=== Task to complete ===
Identify all lines in the listing that include the word "instance", and copy them out.

=== Exercise data ===
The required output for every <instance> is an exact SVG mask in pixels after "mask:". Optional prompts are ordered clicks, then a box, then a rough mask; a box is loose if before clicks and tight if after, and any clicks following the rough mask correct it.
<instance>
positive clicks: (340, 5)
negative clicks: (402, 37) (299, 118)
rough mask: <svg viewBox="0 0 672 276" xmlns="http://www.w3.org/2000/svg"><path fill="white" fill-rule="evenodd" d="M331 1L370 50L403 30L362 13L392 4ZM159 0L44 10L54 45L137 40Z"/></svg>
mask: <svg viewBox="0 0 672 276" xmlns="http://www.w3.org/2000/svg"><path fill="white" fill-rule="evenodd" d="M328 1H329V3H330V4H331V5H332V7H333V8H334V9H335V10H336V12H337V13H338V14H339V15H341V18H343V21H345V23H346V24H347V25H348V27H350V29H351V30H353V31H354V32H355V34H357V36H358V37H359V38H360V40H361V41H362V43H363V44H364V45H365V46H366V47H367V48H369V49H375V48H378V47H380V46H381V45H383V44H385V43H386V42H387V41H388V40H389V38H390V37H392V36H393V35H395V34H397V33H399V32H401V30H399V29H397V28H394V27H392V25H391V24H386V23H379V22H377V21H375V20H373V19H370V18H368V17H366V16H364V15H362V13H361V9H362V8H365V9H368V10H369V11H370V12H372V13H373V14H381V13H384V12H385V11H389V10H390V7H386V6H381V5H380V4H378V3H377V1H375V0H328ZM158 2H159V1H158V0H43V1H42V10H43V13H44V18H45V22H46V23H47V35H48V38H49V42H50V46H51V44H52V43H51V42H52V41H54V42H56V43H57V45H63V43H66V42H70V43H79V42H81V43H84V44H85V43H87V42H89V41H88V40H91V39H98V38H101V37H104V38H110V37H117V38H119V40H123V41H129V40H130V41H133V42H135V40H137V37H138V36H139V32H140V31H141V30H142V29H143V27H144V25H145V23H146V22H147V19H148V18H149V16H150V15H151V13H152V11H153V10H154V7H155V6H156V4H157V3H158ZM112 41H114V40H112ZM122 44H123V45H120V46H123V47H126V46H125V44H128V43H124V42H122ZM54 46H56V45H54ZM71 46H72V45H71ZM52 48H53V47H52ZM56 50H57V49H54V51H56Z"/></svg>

=== Response to this task ===
The required output for every <instance> is an exact SVG mask in pixels after "mask:". Optional prompts are ordered clicks, then a box, then a rough mask; a box is loose if before clicks and tight if after, and any clicks following the rough mask correct it.
<instance>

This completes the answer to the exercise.